EXERCISE:
How many lines of the data contain the string "hillside"? Write the number and nothing more.
===== MATERIAL PROVIDED
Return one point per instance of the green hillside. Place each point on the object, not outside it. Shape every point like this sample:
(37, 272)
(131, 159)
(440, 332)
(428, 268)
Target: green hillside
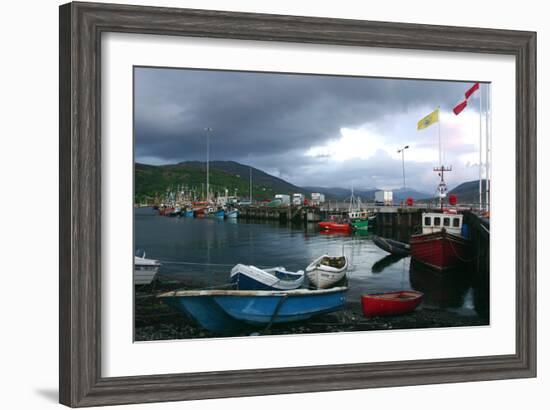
==========
RESPONSE BELOW:
2